[Written request]:
Put every line of the entries below into a Markdown table with two columns, Row for the row number and Line for the line itself. Leave out blank lines.

[Stored data]:

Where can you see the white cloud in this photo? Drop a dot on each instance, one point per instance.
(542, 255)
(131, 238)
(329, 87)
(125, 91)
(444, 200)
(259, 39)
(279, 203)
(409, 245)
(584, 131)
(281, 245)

[Expected answer]:
| Row | Line |
|---|---|
| 1 | Where can you see the white cloud in this photo? Drop a dot on each instance, one point per instance. |
| 2 | (542, 255) |
| 3 | (131, 238) |
| 4 | (329, 87) |
| 5 | (125, 91) |
| 6 | (444, 200) |
| 7 | (259, 39) |
| 8 | (279, 203) |
| 9 | (409, 245) |
| 10 | (584, 131) |
| 11 | (281, 245) |